## What is expected
Reply with exactly the lines from the one that contains "Reviewer note: confirm that every instance of the white plastic" through the last line of the records below, and with no other lines.

Point localization data
━━━━━━━━━━━━━━━━
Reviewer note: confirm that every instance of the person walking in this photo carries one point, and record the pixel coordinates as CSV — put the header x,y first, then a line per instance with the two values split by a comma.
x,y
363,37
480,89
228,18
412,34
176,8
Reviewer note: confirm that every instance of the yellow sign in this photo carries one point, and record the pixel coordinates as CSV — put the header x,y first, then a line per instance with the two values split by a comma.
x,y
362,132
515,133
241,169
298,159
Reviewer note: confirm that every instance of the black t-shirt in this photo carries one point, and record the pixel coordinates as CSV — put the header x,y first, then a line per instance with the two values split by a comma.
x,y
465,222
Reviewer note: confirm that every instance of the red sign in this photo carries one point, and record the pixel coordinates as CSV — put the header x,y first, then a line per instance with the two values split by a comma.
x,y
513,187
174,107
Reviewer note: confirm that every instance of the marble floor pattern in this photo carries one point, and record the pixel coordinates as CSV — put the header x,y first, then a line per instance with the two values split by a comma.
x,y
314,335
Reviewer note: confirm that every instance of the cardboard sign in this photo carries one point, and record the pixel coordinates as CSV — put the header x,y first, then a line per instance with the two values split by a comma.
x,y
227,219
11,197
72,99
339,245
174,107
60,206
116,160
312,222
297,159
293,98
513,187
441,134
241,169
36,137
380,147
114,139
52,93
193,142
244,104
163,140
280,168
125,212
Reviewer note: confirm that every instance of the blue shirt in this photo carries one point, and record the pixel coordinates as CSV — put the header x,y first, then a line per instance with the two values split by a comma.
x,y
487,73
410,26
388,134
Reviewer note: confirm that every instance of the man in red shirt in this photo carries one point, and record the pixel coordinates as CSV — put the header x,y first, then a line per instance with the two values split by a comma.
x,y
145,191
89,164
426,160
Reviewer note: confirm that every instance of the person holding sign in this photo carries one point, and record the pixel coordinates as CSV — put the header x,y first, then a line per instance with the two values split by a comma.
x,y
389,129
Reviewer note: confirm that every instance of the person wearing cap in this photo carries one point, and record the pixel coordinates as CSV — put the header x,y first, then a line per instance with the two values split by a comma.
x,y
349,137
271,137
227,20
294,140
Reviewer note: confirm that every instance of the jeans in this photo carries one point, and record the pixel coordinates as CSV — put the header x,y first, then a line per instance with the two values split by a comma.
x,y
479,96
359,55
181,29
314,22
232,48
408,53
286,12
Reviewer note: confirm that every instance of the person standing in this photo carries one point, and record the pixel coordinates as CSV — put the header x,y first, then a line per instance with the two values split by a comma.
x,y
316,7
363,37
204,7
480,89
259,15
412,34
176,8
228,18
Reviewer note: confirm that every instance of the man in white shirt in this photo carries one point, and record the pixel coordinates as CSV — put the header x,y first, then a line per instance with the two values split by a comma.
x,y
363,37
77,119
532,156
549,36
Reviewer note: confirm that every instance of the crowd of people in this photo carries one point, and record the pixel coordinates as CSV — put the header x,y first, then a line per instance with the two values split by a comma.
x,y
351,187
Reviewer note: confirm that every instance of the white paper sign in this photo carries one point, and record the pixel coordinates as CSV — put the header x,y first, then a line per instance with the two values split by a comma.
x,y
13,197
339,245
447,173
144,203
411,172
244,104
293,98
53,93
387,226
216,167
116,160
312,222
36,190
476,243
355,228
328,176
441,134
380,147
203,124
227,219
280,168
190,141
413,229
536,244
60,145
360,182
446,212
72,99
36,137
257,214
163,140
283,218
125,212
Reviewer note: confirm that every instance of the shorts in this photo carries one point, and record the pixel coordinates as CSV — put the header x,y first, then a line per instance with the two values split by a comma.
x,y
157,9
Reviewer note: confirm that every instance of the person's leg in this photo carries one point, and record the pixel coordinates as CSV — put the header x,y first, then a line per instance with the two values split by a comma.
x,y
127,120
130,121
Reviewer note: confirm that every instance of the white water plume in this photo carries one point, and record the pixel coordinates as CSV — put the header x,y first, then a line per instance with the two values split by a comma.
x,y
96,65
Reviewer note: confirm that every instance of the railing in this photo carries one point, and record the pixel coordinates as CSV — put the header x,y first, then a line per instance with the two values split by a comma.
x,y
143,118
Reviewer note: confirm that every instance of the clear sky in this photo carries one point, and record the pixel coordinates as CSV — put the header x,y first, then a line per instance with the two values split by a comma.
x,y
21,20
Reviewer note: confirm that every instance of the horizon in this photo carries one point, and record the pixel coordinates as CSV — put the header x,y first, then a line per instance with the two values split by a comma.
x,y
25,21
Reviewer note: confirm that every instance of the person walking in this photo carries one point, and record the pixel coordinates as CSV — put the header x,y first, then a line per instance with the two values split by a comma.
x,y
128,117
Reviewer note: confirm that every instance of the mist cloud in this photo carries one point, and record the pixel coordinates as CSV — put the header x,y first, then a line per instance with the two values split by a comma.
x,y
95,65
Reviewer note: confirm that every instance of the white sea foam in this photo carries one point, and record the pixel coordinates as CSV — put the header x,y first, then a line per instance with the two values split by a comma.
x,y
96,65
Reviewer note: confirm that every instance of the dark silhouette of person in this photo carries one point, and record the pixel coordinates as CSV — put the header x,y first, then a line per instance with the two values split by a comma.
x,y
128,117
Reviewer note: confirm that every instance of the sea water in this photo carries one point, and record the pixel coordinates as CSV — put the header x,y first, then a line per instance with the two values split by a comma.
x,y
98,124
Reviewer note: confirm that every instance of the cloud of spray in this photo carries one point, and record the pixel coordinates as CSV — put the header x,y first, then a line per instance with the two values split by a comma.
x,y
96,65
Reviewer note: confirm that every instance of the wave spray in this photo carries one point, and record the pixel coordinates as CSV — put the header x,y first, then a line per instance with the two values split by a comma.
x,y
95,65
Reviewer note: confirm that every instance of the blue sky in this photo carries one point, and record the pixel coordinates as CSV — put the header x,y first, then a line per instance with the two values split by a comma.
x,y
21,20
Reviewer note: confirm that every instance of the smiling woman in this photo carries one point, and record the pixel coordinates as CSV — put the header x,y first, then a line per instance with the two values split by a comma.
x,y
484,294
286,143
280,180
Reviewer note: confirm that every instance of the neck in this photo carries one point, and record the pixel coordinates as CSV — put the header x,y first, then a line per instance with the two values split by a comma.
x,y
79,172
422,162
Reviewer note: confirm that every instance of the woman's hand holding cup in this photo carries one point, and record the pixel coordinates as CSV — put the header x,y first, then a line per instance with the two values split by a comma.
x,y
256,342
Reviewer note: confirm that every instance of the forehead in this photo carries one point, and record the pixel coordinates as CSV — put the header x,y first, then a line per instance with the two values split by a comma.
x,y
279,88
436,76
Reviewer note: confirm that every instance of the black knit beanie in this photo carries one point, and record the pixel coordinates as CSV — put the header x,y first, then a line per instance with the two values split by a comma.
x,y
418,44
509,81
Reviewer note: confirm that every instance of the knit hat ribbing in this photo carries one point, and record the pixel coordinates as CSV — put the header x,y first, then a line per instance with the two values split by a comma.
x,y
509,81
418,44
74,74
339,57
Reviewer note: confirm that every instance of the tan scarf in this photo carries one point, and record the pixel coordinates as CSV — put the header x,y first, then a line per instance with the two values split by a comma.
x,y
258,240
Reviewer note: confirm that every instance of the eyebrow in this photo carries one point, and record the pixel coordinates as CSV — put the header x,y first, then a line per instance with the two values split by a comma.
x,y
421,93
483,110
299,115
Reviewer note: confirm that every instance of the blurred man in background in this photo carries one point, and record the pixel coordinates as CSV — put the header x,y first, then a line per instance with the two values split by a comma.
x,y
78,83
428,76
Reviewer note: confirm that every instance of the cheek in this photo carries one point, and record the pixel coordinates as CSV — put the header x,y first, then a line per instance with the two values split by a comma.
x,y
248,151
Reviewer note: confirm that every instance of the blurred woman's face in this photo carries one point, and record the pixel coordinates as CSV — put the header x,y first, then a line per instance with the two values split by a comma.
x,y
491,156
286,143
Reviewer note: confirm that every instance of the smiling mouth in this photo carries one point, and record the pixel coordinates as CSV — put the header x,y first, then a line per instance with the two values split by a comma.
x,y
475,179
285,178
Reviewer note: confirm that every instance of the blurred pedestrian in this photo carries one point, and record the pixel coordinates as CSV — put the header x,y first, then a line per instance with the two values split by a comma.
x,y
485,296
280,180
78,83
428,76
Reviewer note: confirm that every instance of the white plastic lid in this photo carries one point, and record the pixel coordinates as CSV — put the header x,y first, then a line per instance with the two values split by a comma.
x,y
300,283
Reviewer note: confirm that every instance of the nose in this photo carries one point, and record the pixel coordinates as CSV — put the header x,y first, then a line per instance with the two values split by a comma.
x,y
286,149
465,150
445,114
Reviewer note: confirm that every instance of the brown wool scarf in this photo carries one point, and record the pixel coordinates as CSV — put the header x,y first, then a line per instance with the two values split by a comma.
━━━━━━━━━━━━━━━━
## Reply to the task
Reviewer note: confirm that every instance of the white plastic lid in this photo carries one point, and record the pixel coordinates as CSV — put the header x,y first, then a line per instance with the two values split by a comma.
x,y
300,283
Reviewer note: confirm that every instance of the nose in this photo carries one point, and record the pixel coordinates as CSV — put the header x,y first, then a line per instance with the two values split by a comma.
x,y
286,149
465,150
445,114
Reviewer note: confirm that every instance of the brown wool scarf in this photo carries one point, and record the pixel coordinates as CSV — put the header x,y first, then a line per instance with the two values split by a comma.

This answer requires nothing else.